## Texto de leitura
*****

Provas, peritos e Estado de Direito
Em suma, e também quanto à prova e a questões periciais, à Justiça o que é da Justiça. É o que se impõe num Estado de Direito, confiante na independência dos seus tribunais.
A propósito de acórdão do Tribunal da Relação de Lisboa (TRL), datado de 11 de novembro de 2020, relativo a habeas corpus concedido nos Açores. Na sequência da realização de testes RT-PCR, a Autoridade Regional de Saúde (ARS) territorialmente competente ordenou o confinamento obrigatório de vários indivíduos, um por ser portador do vírus SARS-CoV-2 e os demais por serem contactos com exposição de alto risco.
Consequentemente, foi apresentado pedido de habeas corpus em favor dos referidos indivíduos, o que foi concedido. A mesma ARS recorreu da decisão, por considerar, designadamente, que dada a prova (testes RT-PRC) existente, não se justificava a concessão do habeas corpus.
Da fundamentação da decisão do Tribunal da Relação de Lisboa (TRL) consta, além do mais, referência a dois artigos de “peritos” que fariam duvidar da “fiabilidade” daqueles testes (pontos 6.17.iii. e 6.18 do acórdão) e, assim, da prova pretendida com os mesmos. Tal suscitou críticas veiculadas pela comunicação social relativas à (in)capacidade das entidades judiciárias se imiscuírem em tais assuntos.
Lido o acórdão do TRL, constata-se que a decisão foi meramente formal, no sentido da rejeição do recurso por falta de legitimidade e de interesse em agir da recorrente. No entanto, “e para paz e sossego das consciências” (ponto 6.10. do acórdão), foram adiantadas no texto do acórdão algumas considerações em que se incluem a referência aos tais artigos de “peritos”. O que, por sua vez, motiva as reflexões que se seguem.
O presente acórdão evidencia a coexistência de poderes soberanos diversos (administrativo vs judicial) e capacidades funcionais distintas (questões de saúde vs questões de direito). Esta coexistência aparenta gerar confronto ou até tentativa de sobreposição, ao constatar-se que, após decisão judicial favorável ao habeas corpus, veio a ARS recorrer da mesma, sem que a lei lhe confira sequer legitimidade para tal.
Sendo esta uma questão regulada em sede processual penal, embora relativa a providência diretamente consagrada na Constituição da República Portuguesa, cremos que será de adotar um raciocínio vinculado ao processo penal vigente.
Os “peritos”, como tal referidos no texto do acórdão, não o seriam em termos técnicos, pois não ocorreu nem ocorreria qualquer produção de prova pelos mesmos, menos ainda numa decisão meramente formal de rejeição do recurso.

*****

## Registos de dados
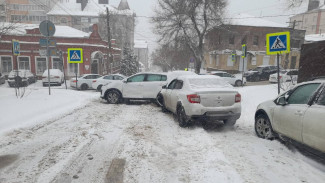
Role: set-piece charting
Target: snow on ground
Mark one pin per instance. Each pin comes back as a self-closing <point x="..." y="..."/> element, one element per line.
<point x="79" y="147"/>
<point x="37" y="106"/>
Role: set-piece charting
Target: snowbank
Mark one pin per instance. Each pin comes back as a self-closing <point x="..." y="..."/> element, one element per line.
<point x="37" y="106"/>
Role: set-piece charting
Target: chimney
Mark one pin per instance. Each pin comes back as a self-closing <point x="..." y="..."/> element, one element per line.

*****

## Descrição da tarefa
Prolongue o texto sobre provas, peritos e Estado de Direito, retomando-o logo após a última frase apresentada. As linhas são material à parte e não se relacionam com o texto.

## Resposta
O perito, em processo penal, é um perito oficial (e não de parte), porque indicado direta ou indiretamente pela autoridade judiciária que ordena a perícia, sendo independente e imparcial no desempenho da sua função. Por isso, perito, em processo penal, não será certamente um qualquer auto ou hétero-intitulado especialista na matéria (ainda que seja efetivamente especialista), e menos ainda um qualquer agente, mesmo que reconhecidamente especialista, atuando em “causa própria” do seu interesse funcional ou institucional.
Quanto ao juízo pericial emitido, sendo prova à partida subtraída à livre apreciação do decisor, pode inclusive ser afastado pela própria convicção fundamentada do tribunal (situação em que seriam úteis elementos de fundamentação como os artigos de “peritos” indicados no texto do acórdão do TRL).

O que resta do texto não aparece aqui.